BEGIN DATASET RECORDS

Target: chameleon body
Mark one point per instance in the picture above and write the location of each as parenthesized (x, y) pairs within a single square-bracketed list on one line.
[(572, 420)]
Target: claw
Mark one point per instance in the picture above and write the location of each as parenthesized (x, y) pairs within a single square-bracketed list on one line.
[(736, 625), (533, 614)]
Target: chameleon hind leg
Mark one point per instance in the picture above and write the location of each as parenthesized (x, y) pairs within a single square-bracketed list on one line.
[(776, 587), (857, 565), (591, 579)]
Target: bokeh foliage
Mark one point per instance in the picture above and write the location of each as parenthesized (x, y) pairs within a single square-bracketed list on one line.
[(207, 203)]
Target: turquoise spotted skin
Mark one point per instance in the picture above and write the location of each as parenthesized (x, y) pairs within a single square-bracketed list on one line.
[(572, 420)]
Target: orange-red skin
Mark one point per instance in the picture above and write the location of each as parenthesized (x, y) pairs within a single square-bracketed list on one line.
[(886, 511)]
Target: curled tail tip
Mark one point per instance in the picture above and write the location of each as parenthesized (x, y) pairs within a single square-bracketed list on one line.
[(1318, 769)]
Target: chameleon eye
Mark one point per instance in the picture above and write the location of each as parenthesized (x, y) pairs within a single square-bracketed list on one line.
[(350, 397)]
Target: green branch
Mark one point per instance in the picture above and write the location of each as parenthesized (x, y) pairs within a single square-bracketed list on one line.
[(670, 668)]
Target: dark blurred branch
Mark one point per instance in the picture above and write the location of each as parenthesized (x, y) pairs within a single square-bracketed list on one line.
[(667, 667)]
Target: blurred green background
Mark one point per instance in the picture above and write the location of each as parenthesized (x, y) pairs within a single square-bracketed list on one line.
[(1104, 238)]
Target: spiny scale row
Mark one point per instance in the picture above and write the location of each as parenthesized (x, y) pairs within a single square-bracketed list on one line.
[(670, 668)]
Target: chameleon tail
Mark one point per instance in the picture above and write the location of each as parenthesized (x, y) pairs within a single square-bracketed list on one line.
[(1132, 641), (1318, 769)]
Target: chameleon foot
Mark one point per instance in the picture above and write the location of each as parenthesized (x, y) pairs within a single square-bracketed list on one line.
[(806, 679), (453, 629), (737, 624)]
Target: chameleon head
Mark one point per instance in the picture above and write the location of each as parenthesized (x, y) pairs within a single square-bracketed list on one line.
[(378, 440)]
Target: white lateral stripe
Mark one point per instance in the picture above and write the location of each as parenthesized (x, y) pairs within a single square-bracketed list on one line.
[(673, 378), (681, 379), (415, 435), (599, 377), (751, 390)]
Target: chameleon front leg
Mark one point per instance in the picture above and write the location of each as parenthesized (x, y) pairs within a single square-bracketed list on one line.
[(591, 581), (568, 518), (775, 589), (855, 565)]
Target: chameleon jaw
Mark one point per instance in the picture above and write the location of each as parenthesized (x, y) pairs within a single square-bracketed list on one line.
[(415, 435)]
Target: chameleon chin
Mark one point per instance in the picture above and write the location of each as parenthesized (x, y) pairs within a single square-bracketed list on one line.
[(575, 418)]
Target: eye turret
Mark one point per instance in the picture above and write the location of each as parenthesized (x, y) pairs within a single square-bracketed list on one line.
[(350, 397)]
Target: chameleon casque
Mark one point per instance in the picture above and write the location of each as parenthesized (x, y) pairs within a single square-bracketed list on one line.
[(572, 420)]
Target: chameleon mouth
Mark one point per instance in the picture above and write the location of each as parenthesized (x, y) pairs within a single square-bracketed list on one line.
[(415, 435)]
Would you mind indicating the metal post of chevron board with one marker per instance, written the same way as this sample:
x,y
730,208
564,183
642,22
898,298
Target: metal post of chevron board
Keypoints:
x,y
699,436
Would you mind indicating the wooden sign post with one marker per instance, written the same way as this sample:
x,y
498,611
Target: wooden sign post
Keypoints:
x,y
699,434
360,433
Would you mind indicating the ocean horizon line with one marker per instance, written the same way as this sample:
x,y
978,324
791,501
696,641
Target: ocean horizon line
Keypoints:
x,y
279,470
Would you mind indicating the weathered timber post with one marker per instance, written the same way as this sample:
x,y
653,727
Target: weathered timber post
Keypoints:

END DATASET RECORDS

Convert the lines above, the stretch from the start through the line containing "[(207, 203)]", into a two-column CSV with the header input,output. Give one row per item: its text and its answer, each in a single quoted field with line breaks replaced by spaces.

◆ RIGHT ANSWER:
input,output
"Target: chameleon body Mark one point per instance in the picture above and write the location of each as parenthesized (x, y) pairs within a single square-bracketed list on one line.","[(572, 420)]"
"Target: claw Mark one point per instance in the picture above and write the location of each as parenthesized (x, y) pairs within a single square-bracketed list on one line.","[(736, 625), (533, 614)]"
"Target: chameleon hind leg Mark one point per instance in the picture above and write the location of each as parenthesized (x, y) pairs within a single square-bracketed list on one line.","[(776, 587), (857, 565), (591, 579)]"
"Target: bokeh foliage Mark one point per instance in the picture above and write the location of each as parenthesized (x, y) pairs within a single square-bracketed list on one line.","[(207, 203)]"